ACTIVITY>
Each entry is to be retyped without alteration, and no picture is to be included.

MATERIAL FOR THE TASK>
%%
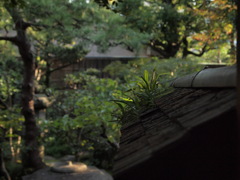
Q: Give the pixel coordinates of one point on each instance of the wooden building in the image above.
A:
(190, 135)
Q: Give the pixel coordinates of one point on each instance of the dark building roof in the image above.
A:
(175, 118)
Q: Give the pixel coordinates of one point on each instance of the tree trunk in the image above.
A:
(31, 156)
(238, 80)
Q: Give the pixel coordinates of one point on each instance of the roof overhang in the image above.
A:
(209, 77)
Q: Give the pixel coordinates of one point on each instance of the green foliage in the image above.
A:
(141, 96)
(83, 118)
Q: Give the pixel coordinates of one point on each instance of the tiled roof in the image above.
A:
(175, 115)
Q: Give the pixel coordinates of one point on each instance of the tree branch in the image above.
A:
(13, 40)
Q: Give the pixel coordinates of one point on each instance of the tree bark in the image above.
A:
(238, 80)
(31, 155)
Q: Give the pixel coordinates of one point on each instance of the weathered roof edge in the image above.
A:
(209, 77)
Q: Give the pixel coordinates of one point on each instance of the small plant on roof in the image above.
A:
(142, 96)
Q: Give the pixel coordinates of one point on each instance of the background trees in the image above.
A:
(50, 35)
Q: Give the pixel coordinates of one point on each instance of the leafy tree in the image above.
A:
(57, 25)
(180, 25)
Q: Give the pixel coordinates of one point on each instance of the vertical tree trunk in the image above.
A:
(238, 80)
(31, 156)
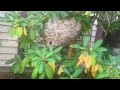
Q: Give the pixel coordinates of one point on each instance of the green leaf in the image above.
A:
(41, 67)
(10, 61)
(12, 32)
(38, 53)
(117, 58)
(35, 72)
(15, 67)
(49, 54)
(101, 75)
(84, 53)
(50, 48)
(77, 46)
(100, 69)
(32, 35)
(64, 78)
(86, 40)
(25, 62)
(111, 58)
(93, 53)
(23, 24)
(51, 59)
(57, 56)
(66, 71)
(101, 49)
(19, 31)
(49, 71)
(57, 50)
(77, 72)
(93, 60)
(32, 22)
(78, 18)
(42, 75)
(70, 63)
(21, 70)
(35, 62)
(97, 44)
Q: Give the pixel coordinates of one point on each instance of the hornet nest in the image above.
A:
(61, 32)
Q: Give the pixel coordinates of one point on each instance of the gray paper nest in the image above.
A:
(61, 32)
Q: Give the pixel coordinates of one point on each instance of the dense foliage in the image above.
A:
(76, 61)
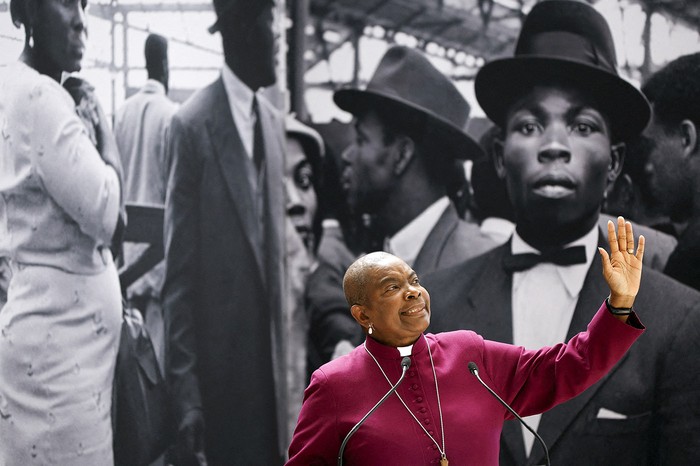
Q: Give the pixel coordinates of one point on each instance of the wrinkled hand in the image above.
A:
(189, 450)
(622, 268)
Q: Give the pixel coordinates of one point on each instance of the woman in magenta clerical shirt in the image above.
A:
(441, 413)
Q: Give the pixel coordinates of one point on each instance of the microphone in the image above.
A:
(474, 369)
(405, 364)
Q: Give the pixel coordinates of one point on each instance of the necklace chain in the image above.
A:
(437, 391)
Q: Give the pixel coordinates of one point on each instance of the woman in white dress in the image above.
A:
(59, 208)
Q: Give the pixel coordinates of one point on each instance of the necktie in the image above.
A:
(258, 141)
(568, 256)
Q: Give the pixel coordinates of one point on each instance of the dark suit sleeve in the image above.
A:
(678, 394)
(182, 266)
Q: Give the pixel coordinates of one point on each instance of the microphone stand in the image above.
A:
(475, 370)
(405, 364)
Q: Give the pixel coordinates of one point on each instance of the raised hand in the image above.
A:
(622, 268)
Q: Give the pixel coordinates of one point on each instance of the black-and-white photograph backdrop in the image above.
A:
(184, 184)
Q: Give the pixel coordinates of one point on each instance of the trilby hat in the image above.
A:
(225, 7)
(406, 80)
(570, 42)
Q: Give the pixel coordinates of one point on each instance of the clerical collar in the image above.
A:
(382, 351)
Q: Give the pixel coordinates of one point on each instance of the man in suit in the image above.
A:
(224, 236)
(140, 129)
(564, 111)
(672, 144)
(410, 125)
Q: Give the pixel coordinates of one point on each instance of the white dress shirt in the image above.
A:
(240, 99)
(544, 299)
(408, 241)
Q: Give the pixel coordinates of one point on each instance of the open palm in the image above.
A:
(622, 268)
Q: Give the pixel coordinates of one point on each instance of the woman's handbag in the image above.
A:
(140, 414)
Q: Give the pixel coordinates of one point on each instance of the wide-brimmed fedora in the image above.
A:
(570, 42)
(247, 7)
(407, 81)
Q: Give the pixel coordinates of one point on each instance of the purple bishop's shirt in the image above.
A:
(342, 391)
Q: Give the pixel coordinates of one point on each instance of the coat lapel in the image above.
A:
(429, 256)
(233, 160)
(555, 421)
(492, 298)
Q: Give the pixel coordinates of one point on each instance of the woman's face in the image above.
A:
(301, 197)
(398, 307)
(59, 31)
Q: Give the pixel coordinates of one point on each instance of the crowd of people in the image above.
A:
(274, 316)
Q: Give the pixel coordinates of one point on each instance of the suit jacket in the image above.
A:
(451, 241)
(222, 295)
(655, 388)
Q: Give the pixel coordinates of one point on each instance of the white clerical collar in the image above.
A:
(405, 350)
(408, 241)
(572, 276)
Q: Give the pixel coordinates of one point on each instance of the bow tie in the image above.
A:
(569, 256)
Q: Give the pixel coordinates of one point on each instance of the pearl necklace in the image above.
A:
(443, 456)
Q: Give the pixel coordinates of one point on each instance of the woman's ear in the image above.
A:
(497, 156)
(689, 133)
(360, 315)
(405, 149)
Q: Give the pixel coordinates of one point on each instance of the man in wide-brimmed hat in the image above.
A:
(671, 146)
(410, 125)
(224, 229)
(564, 113)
%%
OUTPUT OF THE TASK>
Q: Give the pixel coordinates of one point on each instance of the wooden building in the image above.
A:
(190, 135)
Q: Give the pixel coordinates of one point on each instance of the dark building roof in the image above.
A:
(175, 118)
Q: Give the pixel coordinates of one point on each instance of the tree trunk in the image above.
A:
(31, 156)
(238, 80)
Q: Give the pixel coordinates of one point on each instance of the roof overhang in the image above.
A:
(209, 77)
Q: Give the pixel coordinates of one point on each instance of the green foliage in the image above.
A:
(141, 96)
(83, 118)
Q: Give the pixel coordinates of one point on each instance of the tiled roof in the image above.
A:
(175, 115)
Q: Give the pixel coordinates of one point on each instance of the tree branch in the image above.
A:
(13, 40)
Q: Give the pixel coordinates of one point on each instance of the tree bark in the image above.
A:
(238, 80)
(31, 155)
Q: Give the pixel coordinates of one point on each instance of the weathered roof edge in the image above.
A:
(209, 77)
Q: Give the pixel coordinates of one point on each instance of the small plant on roof in the image above.
A:
(142, 96)
Q: Give the pixel coordinates of one point on each instance of the background trees in the image above.
A:
(50, 35)
Q: Give the pixel coordinates of one point on each instance of the leafy tree in the image above.
A:
(57, 25)
(180, 25)
Q: Give the pixel coordinates of one point on each instance of the vertical tree trunk in the image above.
A:
(238, 80)
(31, 156)
Q: Give the pixel coordinates of one point on each instance of the green leaf in the image above.
A:
(41, 67)
(10, 61)
(12, 32)
(38, 53)
(117, 58)
(35, 72)
(15, 67)
(49, 54)
(101, 75)
(84, 53)
(50, 48)
(77, 46)
(100, 69)
(32, 35)
(64, 78)
(86, 40)
(25, 62)
(111, 58)
(93, 53)
(23, 24)
(51, 59)
(57, 56)
(66, 71)
(101, 49)
(19, 31)
(49, 71)
(57, 50)
(77, 72)
(93, 60)
(32, 22)
(78, 18)
(42, 75)
(70, 63)
(21, 70)
(35, 62)
(97, 44)
Q: Give the pixel coordinates of one point on each instance of the hornet nest in the image above.
A:
(61, 32)
Q: Give the pixel coordinates of one point on each instance of the gray paper nest in the image above.
A:
(61, 32)
Q: Give the pixel coordinates of one point on each instance of the dense foliage in the image above.
A:
(76, 61)
Q: Give the pixel coordinates of one point on each instance of the wrinkled hand in the image above.
A:
(189, 450)
(622, 268)
Q: Give the pixel coordinates of one point on each instance of the woman in magenta clerical shirt in the image above.
A:
(441, 413)
Q: Give the pixel coordinates of one point on each instance of the microphone in the image above.
A:
(474, 369)
(405, 364)
Q: Give the pixel coordinates of one point on each instance of the necklace chain in the image above.
A:
(437, 391)
Q: Give the pixel coordinates of one point on each instance of the woman in white dress in the image above.
A:
(59, 208)
Q: Give the pixel coordinates of one point on each instance of the necktie in the image above.
A:
(258, 141)
(568, 256)
Q: Give the pixel coordinates of one point on each instance of the dark suit sleeve in the image above.
A:
(678, 394)
(182, 266)
Q: Give the pixel coordinates of one point on each instance of the microphone stand in the image above.
A:
(475, 370)
(405, 364)
Q: Give the pixel coordinates of one point on each instance of the raised hand in the image above.
A:
(622, 268)
Q: Give the pixel coordinates of one point on each instance of the black-and-white photograph backdrop in the image above.
A:
(184, 184)
Q: Give the pixel coordinates of one point on each instance of the trilby hat in the image above.
A:
(225, 7)
(406, 80)
(570, 42)
Q: Give the pixel coordinates of one point on each instance of the clerical collar in the image above.
A:
(382, 351)
Q: Give the pixel coordinates of one point on each instance of the man in suit in the image above.
A:
(224, 236)
(140, 129)
(564, 111)
(672, 144)
(410, 125)
Q: Give the pixel coordinates of one point on each instance of the white dress shirt in the image above.
A:
(240, 99)
(544, 299)
(408, 241)
Q: Give the pixel coordinates of one point on each instance of the open palm in the image above.
A:
(622, 268)
Q: Give the pixel coordinates of one point on each instance of the woman's handbag in the image above.
A:
(140, 414)
Q: Give the pixel coordinates of one point on each instance of the wide-brimmed fedora in the image above.
A:
(570, 42)
(247, 7)
(407, 81)
Q: Give the pixel coordinates of one point on each instance of the purple bishop's shirt in the image above.
A:
(342, 391)
Q: Give the pixel coordinates of one point on each instance of the coat lapel in the image above.
A:
(429, 256)
(233, 160)
(555, 421)
(492, 298)
Q: Give the pixel coordinates of one point on each instance of the woman's face in the image above.
A:
(301, 197)
(398, 307)
(59, 31)
Q: Give the pixel coordinates of one point on each instance of the crowd of people in the image above.
A:
(274, 316)
Q: Give the pixel coordinates of one point on each instance of the suit jacket in the image above.
A:
(451, 241)
(222, 295)
(655, 388)
Q: Give the pixel coordinates of one point on each instance of the white clerical collar in the image above.
A:
(405, 350)
(408, 241)
(572, 276)
Q: Give the pixel coordinates of one point on each instance of the bow tie in the image above.
A:
(569, 256)
Q: Give the pixel coordinates of one point on each instance of the pearl necklace in the image above.
A:
(443, 456)
Q: Give the pixel coordinates of one point on each instance of the woman's ear in the image above.
A:
(497, 156)
(689, 133)
(360, 315)
(405, 149)
Q: Give the pixel coordinates of one point on each instance of the man in wide-brimmed hat in the image above.
A:
(671, 146)
(410, 125)
(224, 229)
(564, 113)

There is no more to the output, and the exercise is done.